**Extract:**

+--

Retrieve the forecast table

In this section, we will use another function from rvest package : html_table(). This function mimics what what a browser does, but repeats the values of merged cells in every cell that cover.

clubs_predictions <- league_link %>% 
  read_html() %>% 
  html_element("#forecast-table") %>% 
  # Don't keep the header 
  html_table(header = F) %>% 
  # Remove extra headers that we don't need
  # And make the third row the columns names 
  janitor::row_to_names(row_number = 3) %>%
  # Remove extra columns that we don't need
  select(1:10) %>% 
  mutate(
  # Delete the points in the name
    # Example: Man City8pts becomes Man City
    team_name = str_remove(team ,pattern ="\\d+\\spts?") 
   ) %>% 
  relocate(team_name) %>% 
    select(-team)

I know it can be a little bit complex for a beginner (6 months ago I was too). But nothing exceptional, if you understand the logic behind each function.

What the data looks like at this stage?

Table 2: Clubs Predictions
team_name spi off. def. goal diff. proj. pts.pts. Every position relegatedrel. qualify for UCLmake UCL win Premier Leaguewin league
Man. City 93.1 2.9 0.2 +55 83 <1% 91% 37%
Liverpool 90.1 2.8 0.4 +48 81 <1% 86% 29%
Chelsea 89.3 2.4 0.3 +41 78 <1% 81% 21%
Man. United 84.9 2.4 0.5 +30 72 <1% 62% 10%
Tottenham 74.7 2.1 0.8 +0 56 3% 14% <1%
Brighton 74.0 1.9 0.6 -1 55 3% 11% <1%
West Ham 75.3 2.1 0.8 +6 55 3% 12% <1%
Everton 73.6 2.0 0.7 +0 54 4% 10% <1%
Arsenal 76.3 2.0 0.7 -3 54 4% 10% <1%
Leicester 73.8 2.0 0.8 -3 52 6% 7% <1%
Aston Villa 73.4 2.0 0.8 -2 51 6% 6% <1%
Wolves 72.3 1.8 0.7 -8 45 15% 2% <1%
Brentford 67.2 1.7 0.8 -11 45 15% 2% <1%
Leeds United 69.5 2.0 0.9 -14 44 17% 2% <1%
Southampton 68.0 1.8 0.8 -11 44 19% 2% <1%
Crystal Palace 65.9 1.7 0.9 -16 42 22% 1% <1%
Watford 60.2 1.6 1.0 -25 37 39% <1% <1%
Burnley 63.9 1.8 1.0 -22 37 39% <1% <1%
Newcastle 62.1 1.8 1.1 -26 36 40% <1% <1%
Norwich 57.6 1.6 1.1 -37 30 65% <1% <1%

Let’s clean the data a bit more to make it fit what we want to do.

clubs_predictions <- clubs_predictions %>%
  # the column with "win league" has different
  # name according to the league so I rename it
  # to "win_league" for all leagues
  mutate(across(contains("win league"), ~ ., .names = "win_league")) %>%
  # Rename important columns
  rename(goal_diff = "goal diff.",
         proj_pts = "proj. pts.pts.",
         qualify_ucl = "qualify for UCLmake UCL"
  ) %>%
  # Delete columns with space in their names 
  select(-contains(" "))

+--

**Material shown:**
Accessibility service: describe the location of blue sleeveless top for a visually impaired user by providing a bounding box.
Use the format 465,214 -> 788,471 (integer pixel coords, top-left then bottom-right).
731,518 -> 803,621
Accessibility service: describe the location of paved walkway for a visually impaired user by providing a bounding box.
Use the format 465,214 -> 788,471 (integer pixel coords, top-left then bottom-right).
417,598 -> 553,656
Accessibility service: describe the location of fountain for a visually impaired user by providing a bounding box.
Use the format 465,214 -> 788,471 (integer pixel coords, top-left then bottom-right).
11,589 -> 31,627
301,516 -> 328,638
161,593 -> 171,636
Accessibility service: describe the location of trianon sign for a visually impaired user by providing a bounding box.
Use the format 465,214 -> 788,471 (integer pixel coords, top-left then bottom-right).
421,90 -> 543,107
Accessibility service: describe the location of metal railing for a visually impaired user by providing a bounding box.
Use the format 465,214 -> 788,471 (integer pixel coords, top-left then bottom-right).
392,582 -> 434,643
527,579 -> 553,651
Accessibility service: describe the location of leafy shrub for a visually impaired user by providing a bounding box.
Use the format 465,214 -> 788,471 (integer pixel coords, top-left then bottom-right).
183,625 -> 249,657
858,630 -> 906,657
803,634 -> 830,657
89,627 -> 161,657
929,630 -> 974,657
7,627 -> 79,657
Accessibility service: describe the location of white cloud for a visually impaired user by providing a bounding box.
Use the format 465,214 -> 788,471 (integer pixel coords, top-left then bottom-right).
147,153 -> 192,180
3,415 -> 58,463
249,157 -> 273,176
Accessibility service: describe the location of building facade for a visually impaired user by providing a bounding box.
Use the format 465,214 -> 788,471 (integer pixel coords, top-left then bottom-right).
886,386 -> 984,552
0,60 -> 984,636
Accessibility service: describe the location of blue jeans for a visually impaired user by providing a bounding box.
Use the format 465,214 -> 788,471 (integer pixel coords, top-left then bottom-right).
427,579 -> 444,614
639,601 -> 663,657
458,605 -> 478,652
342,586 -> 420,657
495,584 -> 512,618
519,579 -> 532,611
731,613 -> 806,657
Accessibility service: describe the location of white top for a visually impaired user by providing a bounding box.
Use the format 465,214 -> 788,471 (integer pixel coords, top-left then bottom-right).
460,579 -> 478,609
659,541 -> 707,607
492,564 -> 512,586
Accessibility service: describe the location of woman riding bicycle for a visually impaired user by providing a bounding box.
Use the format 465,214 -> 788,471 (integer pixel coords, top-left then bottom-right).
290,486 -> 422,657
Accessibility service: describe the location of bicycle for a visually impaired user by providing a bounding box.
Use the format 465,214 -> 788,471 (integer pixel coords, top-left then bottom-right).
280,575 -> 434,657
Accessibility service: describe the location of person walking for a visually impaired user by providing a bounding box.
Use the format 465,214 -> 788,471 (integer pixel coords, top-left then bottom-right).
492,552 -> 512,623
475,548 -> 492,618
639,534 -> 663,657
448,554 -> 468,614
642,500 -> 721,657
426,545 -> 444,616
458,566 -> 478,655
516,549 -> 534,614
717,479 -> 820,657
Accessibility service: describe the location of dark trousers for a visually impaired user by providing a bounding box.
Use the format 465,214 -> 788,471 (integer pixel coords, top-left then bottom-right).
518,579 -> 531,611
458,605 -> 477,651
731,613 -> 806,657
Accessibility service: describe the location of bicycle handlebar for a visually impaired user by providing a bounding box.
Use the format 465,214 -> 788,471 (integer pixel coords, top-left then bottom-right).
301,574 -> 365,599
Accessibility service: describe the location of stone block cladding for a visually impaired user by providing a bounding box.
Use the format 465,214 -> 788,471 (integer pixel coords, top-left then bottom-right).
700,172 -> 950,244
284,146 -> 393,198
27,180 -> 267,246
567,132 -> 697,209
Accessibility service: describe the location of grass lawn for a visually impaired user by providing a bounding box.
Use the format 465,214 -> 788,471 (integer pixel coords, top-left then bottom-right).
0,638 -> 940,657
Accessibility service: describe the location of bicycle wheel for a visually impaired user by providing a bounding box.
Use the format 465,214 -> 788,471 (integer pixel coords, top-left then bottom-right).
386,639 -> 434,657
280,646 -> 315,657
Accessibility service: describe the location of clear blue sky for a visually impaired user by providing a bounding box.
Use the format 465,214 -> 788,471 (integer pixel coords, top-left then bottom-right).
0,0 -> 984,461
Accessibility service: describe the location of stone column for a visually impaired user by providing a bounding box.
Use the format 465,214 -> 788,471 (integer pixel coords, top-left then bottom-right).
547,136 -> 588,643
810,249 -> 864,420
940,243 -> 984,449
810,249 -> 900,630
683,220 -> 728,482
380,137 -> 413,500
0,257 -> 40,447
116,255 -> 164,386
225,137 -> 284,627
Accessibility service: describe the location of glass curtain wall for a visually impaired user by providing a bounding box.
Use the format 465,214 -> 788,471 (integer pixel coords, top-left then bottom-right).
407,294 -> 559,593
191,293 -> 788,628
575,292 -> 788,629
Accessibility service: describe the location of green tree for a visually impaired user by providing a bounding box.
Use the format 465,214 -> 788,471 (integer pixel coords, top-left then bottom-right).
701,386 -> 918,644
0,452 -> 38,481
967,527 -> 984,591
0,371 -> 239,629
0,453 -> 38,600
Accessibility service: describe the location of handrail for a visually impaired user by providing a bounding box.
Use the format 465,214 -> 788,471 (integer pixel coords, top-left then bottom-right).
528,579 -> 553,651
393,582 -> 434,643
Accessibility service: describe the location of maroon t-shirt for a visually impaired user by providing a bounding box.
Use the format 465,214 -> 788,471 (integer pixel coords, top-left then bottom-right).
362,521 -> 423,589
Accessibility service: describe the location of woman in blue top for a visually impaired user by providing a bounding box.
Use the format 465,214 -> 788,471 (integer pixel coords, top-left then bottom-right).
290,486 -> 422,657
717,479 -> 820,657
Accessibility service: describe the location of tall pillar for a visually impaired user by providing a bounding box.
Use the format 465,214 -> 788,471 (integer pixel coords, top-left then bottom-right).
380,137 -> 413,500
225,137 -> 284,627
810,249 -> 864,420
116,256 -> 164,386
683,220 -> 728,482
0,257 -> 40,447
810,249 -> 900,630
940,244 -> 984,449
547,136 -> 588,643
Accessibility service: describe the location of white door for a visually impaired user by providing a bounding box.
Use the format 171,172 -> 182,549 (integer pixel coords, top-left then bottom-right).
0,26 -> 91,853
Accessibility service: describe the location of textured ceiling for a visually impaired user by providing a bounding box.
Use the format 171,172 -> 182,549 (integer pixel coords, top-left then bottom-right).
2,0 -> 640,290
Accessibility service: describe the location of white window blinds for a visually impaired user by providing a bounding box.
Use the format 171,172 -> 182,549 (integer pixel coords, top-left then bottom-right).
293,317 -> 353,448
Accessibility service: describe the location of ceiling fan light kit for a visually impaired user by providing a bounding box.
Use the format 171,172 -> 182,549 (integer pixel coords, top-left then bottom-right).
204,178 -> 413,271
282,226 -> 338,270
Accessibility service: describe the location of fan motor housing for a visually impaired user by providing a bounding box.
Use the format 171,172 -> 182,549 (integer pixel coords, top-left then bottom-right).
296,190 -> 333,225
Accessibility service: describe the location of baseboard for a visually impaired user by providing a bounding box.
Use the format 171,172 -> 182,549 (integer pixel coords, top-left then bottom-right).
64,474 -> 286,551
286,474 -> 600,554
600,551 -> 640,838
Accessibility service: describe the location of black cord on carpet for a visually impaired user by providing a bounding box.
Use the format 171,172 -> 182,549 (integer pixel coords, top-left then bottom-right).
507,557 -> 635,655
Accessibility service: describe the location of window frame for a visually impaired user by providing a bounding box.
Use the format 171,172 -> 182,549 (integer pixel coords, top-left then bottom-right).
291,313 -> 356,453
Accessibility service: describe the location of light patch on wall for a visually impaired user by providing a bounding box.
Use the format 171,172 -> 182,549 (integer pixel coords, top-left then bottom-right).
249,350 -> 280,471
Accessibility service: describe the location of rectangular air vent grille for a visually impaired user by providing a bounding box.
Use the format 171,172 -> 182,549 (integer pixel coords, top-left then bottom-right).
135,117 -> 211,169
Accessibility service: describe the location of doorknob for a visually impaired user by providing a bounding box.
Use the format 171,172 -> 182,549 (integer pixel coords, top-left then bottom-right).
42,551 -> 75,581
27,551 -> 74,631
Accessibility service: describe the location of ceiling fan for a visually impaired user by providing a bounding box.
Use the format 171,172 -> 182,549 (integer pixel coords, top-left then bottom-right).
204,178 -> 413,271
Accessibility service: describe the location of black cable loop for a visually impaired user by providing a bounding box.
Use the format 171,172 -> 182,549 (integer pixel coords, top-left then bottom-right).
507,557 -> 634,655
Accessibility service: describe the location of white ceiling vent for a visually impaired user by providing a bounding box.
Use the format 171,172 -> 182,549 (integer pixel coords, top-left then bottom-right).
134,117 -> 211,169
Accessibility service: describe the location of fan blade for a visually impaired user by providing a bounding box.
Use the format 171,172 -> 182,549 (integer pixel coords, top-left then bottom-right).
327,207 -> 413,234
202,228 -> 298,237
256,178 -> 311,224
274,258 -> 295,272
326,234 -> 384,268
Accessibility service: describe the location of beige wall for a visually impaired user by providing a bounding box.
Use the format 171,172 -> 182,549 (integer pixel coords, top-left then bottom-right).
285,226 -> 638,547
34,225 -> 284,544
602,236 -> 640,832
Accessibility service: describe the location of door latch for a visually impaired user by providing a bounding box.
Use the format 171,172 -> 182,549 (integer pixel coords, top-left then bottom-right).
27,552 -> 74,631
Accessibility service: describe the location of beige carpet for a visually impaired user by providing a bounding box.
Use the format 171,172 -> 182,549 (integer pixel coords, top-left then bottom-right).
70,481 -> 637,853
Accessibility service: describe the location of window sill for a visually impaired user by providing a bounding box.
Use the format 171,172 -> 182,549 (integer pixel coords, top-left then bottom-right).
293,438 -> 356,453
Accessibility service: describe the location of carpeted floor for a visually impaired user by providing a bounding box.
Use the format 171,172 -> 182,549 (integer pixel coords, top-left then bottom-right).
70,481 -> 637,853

+--

**Your goal:** Reproduce the portion of the rvest tutorial starting with "I know it can" and going on through "behind each function.", with no changes. The items bear no relation to the rvest tutorial.

**Exercise response:**
I know it can be a little bit complex for a beginner (6 months ago I was too). But nothing exceptional, if you understand the logic behind each function.